## STATED TASK
State how many lines of the entries below contain the string "building", treating uppercase and lowercase letters as distinct. Reply with the number alone.

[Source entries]
________________________________________

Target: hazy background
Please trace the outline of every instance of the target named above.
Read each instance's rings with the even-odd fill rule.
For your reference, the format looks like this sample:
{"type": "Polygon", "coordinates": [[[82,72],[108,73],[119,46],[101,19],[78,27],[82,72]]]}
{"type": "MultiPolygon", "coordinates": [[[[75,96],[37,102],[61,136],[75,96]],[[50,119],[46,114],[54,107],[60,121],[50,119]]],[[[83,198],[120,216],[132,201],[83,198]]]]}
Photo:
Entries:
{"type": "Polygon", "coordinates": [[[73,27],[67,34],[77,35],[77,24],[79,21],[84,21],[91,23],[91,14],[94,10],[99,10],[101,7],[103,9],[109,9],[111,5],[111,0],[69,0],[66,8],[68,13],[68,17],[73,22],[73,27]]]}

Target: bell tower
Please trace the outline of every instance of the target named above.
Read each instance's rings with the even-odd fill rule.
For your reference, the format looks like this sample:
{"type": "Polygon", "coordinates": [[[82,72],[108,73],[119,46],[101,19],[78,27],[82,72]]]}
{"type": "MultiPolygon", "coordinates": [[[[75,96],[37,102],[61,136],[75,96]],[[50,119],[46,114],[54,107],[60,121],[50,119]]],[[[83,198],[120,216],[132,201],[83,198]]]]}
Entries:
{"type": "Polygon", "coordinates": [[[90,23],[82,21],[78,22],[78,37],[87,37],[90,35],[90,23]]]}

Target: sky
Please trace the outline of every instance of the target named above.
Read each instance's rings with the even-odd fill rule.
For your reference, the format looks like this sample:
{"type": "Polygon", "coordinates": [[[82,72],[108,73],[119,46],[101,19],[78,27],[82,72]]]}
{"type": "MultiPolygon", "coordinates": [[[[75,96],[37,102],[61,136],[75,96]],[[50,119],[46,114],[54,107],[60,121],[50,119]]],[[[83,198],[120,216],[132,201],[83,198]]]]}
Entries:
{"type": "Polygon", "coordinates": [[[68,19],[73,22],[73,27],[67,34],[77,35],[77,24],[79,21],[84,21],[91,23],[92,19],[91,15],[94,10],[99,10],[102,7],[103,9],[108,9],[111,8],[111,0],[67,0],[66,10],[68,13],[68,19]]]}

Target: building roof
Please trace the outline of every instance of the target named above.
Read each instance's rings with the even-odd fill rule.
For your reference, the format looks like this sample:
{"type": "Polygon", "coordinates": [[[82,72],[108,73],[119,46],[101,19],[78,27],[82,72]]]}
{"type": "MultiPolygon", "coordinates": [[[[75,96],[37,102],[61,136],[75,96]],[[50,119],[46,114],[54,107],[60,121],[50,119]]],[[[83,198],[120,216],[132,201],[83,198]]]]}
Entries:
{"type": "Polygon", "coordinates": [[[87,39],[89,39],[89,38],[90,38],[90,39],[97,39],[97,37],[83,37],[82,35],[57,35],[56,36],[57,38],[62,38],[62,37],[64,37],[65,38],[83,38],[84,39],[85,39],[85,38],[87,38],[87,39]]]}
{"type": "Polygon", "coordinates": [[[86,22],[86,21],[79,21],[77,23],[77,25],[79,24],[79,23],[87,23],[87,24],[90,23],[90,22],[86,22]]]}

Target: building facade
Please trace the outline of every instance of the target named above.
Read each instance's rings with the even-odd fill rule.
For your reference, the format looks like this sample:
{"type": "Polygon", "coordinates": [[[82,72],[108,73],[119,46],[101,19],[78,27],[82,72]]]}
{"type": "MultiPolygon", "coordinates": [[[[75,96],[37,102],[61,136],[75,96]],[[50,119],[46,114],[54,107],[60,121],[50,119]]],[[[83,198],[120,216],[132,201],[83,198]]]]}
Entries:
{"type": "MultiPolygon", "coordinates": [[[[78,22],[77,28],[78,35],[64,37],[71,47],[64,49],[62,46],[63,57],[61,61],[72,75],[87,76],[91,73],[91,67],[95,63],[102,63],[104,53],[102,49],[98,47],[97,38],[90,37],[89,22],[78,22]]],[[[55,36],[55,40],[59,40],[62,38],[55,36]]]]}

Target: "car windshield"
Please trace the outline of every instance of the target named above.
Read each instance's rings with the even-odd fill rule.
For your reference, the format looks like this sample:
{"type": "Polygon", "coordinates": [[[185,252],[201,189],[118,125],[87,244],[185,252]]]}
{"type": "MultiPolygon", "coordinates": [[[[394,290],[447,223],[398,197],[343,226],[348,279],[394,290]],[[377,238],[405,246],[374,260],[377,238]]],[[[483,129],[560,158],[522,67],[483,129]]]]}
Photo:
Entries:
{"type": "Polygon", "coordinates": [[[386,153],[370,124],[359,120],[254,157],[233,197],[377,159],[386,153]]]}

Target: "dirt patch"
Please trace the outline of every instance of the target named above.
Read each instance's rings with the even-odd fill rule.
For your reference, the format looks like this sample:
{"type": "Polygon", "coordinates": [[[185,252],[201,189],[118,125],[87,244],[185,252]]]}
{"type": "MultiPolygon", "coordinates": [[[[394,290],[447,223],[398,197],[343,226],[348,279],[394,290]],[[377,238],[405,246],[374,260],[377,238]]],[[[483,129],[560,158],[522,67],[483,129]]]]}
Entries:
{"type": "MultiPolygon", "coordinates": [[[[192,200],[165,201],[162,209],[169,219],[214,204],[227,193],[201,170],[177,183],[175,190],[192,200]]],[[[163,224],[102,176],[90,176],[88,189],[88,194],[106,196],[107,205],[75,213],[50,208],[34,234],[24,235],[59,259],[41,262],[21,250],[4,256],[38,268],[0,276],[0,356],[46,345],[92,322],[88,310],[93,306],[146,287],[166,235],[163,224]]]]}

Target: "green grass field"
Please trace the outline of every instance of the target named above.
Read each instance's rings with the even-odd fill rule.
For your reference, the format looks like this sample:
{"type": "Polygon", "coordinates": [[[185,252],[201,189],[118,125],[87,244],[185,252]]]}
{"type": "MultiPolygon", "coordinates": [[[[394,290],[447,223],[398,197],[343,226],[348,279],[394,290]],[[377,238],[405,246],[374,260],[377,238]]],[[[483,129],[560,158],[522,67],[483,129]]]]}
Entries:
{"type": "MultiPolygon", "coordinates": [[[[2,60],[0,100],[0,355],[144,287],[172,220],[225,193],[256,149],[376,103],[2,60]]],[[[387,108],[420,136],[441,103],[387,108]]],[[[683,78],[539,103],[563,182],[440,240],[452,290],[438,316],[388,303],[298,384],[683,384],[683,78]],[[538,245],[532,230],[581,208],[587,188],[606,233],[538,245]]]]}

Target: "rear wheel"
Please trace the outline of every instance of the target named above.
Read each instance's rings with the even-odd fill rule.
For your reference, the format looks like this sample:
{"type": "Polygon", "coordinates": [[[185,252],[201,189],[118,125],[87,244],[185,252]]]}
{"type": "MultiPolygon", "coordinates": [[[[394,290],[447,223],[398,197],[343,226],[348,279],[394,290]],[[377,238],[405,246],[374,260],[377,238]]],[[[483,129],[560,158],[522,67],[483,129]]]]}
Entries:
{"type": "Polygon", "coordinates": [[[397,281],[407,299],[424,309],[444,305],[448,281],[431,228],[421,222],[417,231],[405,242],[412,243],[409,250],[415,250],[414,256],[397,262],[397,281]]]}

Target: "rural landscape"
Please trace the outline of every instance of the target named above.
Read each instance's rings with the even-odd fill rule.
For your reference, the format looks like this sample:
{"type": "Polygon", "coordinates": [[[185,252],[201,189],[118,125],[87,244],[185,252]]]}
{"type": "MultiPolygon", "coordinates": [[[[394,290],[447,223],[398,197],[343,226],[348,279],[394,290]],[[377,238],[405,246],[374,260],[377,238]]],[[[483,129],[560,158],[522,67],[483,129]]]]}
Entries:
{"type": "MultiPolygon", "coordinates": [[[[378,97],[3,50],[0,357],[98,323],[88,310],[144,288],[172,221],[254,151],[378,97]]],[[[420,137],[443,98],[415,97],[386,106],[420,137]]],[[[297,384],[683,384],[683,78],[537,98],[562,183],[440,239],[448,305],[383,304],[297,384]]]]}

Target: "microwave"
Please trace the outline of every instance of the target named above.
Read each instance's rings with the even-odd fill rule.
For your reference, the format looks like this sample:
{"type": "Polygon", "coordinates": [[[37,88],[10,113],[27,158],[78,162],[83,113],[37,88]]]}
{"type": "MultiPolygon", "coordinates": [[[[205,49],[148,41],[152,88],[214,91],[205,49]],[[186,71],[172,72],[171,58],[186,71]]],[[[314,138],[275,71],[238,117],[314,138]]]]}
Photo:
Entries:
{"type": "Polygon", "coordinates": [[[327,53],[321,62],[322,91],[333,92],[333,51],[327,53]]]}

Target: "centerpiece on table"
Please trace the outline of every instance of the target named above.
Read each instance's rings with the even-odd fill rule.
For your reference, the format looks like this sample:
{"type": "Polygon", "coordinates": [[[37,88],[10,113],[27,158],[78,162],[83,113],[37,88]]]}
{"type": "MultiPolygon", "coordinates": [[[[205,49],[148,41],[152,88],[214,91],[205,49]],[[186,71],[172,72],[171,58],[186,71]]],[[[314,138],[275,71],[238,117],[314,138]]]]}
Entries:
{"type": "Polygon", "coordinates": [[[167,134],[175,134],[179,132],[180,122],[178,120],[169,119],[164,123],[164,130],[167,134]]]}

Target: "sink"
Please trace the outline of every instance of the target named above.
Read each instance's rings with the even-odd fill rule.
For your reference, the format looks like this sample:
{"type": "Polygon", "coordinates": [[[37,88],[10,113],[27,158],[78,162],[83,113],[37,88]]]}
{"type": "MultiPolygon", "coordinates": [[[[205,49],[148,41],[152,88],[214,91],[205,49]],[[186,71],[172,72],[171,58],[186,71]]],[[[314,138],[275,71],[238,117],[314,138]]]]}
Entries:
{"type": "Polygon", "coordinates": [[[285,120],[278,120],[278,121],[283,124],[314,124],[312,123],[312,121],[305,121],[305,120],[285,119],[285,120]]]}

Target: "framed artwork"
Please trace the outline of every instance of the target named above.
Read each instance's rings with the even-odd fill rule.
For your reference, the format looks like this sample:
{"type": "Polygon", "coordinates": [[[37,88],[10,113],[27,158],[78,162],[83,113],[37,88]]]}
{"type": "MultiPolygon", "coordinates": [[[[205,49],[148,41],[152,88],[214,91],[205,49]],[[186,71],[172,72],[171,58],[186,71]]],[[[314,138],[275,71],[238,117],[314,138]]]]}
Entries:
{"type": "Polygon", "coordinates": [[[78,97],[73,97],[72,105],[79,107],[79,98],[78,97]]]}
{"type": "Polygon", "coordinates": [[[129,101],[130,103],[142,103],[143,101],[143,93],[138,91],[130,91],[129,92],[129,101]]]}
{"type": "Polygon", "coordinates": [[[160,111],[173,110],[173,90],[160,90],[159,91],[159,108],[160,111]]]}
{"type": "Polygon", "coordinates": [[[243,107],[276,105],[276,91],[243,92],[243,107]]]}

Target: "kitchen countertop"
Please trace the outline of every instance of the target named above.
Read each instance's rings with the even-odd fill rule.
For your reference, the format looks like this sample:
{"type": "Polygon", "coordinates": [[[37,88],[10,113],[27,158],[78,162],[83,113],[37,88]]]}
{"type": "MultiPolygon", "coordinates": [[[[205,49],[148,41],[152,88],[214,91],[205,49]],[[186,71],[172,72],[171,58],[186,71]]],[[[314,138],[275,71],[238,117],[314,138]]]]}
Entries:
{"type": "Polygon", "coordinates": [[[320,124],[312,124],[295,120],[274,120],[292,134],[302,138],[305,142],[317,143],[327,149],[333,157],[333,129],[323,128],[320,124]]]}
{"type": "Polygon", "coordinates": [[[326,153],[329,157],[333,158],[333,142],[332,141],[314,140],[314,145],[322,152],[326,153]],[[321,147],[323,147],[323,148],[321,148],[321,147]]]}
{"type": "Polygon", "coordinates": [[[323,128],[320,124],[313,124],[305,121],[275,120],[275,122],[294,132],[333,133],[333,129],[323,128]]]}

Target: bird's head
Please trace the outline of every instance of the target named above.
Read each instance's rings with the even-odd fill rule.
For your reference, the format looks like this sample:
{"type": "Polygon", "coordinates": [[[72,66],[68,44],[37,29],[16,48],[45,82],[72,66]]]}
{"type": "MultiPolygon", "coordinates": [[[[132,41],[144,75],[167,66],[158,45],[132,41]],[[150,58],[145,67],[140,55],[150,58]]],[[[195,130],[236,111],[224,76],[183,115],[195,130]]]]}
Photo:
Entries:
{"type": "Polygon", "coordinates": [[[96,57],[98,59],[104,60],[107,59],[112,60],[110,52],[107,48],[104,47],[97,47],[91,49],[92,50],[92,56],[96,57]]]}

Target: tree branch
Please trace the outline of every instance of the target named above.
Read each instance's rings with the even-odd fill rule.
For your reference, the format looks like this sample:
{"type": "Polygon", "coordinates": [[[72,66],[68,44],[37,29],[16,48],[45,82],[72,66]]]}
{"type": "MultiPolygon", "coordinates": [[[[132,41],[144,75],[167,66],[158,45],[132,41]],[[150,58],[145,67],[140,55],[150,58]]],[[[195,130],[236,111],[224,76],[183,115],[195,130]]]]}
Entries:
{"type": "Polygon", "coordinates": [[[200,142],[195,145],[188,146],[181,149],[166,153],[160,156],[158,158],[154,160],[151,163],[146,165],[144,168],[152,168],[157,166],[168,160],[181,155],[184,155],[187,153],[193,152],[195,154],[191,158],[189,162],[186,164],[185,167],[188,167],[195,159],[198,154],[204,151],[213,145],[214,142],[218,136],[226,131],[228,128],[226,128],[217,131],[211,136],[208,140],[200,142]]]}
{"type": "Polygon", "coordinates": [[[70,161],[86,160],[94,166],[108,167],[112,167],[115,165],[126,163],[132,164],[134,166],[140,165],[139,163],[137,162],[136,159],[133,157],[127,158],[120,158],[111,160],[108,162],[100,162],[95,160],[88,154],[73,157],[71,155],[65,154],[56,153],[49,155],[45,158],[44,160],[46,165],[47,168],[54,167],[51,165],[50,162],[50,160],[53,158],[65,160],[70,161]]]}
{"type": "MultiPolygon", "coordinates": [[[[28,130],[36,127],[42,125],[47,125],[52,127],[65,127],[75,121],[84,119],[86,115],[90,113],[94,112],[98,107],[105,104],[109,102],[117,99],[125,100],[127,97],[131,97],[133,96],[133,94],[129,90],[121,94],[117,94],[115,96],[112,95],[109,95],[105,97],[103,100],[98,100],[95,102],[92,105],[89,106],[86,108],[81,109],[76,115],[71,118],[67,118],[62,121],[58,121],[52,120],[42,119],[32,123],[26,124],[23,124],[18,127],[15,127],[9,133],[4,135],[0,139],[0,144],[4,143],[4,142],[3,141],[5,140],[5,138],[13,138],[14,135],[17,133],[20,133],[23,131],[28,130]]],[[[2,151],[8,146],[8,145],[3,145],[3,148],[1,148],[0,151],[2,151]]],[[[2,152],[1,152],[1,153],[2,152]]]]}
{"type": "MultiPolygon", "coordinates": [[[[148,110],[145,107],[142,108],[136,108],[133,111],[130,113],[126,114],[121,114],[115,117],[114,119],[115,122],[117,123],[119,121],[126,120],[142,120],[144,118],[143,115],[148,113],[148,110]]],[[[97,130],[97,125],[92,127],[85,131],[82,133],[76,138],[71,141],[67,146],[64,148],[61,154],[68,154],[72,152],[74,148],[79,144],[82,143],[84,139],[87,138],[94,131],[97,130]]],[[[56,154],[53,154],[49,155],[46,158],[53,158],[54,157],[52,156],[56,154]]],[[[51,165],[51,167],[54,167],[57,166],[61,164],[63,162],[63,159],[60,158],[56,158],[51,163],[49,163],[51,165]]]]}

________________________________________

## RESPONSE FOR THIS EXERCISE
2